> [ANFORDERUNG 1] Schreiben Sie aus dem Textauszug über die Schulzeit den Abschnitt ab, der mit „Das Kind war“ beginnt und bis einschließlich „auch für mich.“ reicht.
> [ANFORDERUNG 2]
Beantworten Sie zum Textauszug über die Schulzeit die folgenden Fragen:
(a) Ab welcher Klasse besuchte die schreibende Person eine „Integrierte Gesamtschule“?
(b) Welche Hauptfächer waren ab der sechsten Klasse getrennt?
(c) Ab welcher Klasse konnte die schreibende Person mit Schüler:innen mit ähnlichem Lernlevel im eigenen Tempo vorangehen?

> [TEXTAUSZUG]
####

Das Kind war in unserer Schule Hänseleien ausgesetzt. Ich schäme mich, damals durchgehend genervt und frustriert gewesen zu sein, weil es den Unterricht gebremst hat und ich nicht so schnell lernen konnte, wie ich wollte. Ich hatte nicht verstanden. Ich konnte mit dem Kind nicht viel anfangen. Auch der (eher einseitige) Versuch uns zu befreunden scheiterte. Heute weiß ich, das System war falsch, sowohl für das Kind als auch für mich.

Ab der fünften Klasse besuchte ich eine „Integrierte Gesamtschule“. Die Hauptfächer (Mathe, Deutsch, Englisch) waren ab der sechsten Klasse getrennt (in Gymnasial-, Real- und Hauptschulzweig), die anderen Fächer waren bis zur achten Klasse gemischt. Gut gedacht, miserabel gemacht. Mein Ärger zog sich weiter. Überfordertes Lehrpersonal hantierte mit reinen Beschäftigungsarbeiten, weil es mit der Klassendynamik mit massiv unterschiedlichen Leveln und Temperamenten nicht umgehen konnte. Genervte Kommentare auch von den Lehrenden, Augenrollen, willkürliches Gekreisch, um die „Störenfriede“ zur Ruhe zu bringen … habe ich als tägliche Umgangsform mit den Schüler:innen kennengelernt, die mehr Zeit und Zuwendung zum Lernen gebraucht hätten. Ich war froh, ab der neunten Klasse endlich mit Schüler:innen mit ähnlichem Lernlevel in meinem Tempo vorangehen zu können. Eine miese Bilanz.

####

> [ERFASSTE DATEN]

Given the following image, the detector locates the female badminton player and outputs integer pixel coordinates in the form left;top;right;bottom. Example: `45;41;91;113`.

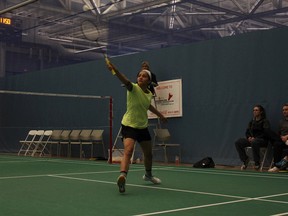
107;61;167;193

####

> [VOLLSTÄNDIGE ANTWORT 1]
Das Kind war in unserer Schule Hänseleien ausgesetzt. Ich schäme mich, damals durchgehend genervt und frustriert gewesen zu sein, weil es den Unterricht gebremst hat und ich nicht so schnell lernen konnte, wie ich wollte. Ich hatte nicht verstanden. Ich konnte mit dem Kind nicht viel anfangen. Auch der (eher einseitige) Versuch uns zu befreunden scheiterte. Heute weiß ich, das System war falsch, sowohl für das Kind als auch für mich.

> [VOLLSTÄNDIGE ANTWORT 2]
(a) Ab der fünften Klasse.
(b) Mathe, Deutsch und Englisch.
(c) Ab der neunten Klasse.